# Task description
Copy the records below word for word, starting at the very beginning and stopping after the line that contains "[225,195,256,394]", with that line included.

# START OF Listing

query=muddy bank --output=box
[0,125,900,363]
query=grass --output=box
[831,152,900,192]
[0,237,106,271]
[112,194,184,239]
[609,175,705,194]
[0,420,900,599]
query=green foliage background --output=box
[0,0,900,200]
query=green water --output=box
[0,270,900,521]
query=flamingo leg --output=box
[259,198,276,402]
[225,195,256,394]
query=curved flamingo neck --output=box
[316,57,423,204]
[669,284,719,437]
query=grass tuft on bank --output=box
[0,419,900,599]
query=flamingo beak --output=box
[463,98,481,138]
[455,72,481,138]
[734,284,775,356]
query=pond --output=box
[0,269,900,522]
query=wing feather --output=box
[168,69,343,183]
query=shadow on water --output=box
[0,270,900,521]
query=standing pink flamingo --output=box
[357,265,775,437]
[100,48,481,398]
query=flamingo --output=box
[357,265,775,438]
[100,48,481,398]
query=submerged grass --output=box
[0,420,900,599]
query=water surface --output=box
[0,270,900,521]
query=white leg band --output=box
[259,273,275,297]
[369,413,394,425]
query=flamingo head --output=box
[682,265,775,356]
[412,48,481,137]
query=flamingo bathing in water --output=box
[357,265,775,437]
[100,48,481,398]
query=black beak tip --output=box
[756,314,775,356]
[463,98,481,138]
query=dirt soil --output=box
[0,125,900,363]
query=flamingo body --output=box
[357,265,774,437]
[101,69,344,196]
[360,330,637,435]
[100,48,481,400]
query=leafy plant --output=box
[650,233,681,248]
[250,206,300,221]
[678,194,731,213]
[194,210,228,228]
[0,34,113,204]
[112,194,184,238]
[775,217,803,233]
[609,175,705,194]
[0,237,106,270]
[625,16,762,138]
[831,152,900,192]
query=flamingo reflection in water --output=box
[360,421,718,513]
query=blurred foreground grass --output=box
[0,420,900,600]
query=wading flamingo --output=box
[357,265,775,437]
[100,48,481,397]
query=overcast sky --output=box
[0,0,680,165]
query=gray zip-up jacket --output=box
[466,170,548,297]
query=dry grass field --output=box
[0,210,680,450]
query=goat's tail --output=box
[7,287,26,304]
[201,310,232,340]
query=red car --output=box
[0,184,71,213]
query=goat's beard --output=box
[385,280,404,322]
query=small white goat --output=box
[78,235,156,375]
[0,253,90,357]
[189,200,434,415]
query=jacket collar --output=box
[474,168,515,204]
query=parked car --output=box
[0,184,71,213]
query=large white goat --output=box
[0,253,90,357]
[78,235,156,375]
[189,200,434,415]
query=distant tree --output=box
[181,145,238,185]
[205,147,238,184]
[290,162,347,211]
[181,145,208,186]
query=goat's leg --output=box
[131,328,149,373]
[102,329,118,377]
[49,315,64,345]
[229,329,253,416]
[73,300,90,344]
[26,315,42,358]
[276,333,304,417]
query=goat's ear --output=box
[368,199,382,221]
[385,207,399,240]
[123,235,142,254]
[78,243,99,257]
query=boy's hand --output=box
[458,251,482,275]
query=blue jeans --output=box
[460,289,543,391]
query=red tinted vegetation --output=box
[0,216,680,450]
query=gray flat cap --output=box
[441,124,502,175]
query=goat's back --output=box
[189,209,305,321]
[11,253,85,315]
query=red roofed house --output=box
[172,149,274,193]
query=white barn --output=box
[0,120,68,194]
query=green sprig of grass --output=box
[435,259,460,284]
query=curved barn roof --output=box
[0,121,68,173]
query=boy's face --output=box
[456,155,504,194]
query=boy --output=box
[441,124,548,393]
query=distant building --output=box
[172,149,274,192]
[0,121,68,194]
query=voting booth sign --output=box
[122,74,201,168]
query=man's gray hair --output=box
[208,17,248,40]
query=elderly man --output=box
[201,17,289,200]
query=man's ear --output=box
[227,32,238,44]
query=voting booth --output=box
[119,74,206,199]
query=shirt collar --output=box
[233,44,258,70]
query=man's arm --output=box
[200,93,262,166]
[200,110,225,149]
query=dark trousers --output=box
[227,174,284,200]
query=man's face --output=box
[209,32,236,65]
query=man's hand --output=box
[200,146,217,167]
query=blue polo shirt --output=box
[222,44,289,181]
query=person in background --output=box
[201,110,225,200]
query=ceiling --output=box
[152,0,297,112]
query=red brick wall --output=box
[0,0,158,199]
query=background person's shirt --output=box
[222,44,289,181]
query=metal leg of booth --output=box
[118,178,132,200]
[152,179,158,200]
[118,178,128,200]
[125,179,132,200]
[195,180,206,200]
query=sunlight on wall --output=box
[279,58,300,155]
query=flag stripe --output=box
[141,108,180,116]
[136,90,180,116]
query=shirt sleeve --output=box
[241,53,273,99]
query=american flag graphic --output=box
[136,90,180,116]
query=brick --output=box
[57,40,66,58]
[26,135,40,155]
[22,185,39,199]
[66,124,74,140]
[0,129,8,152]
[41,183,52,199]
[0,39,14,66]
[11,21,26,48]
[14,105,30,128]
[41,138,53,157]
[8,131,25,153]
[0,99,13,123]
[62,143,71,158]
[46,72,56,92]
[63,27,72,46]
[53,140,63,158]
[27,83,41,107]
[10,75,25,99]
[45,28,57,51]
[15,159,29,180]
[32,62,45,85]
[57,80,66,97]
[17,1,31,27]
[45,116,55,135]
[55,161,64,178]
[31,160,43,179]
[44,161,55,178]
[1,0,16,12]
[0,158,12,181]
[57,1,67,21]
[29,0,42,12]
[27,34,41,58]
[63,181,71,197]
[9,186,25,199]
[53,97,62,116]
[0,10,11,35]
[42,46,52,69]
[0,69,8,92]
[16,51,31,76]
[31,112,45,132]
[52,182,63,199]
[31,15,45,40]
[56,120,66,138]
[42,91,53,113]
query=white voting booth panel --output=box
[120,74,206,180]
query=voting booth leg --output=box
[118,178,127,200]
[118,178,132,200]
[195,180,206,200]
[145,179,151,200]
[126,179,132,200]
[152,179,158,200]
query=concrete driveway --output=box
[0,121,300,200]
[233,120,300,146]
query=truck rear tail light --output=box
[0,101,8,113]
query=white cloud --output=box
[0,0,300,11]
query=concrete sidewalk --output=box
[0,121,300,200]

# END OF Listing

# Result for this exercise
query=muddy bank --output=box
[0,125,900,363]
query=grass --output=box
[831,152,900,192]
[0,237,106,271]
[112,194,184,239]
[609,175,705,194]
[0,420,900,599]
query=green foliage background --output=box
[0,0,900,200]
query=green water --output=box
[0,270,900,521]
query=flamingo leg --output=box
[259,198,276,402]
[225,195,256,394]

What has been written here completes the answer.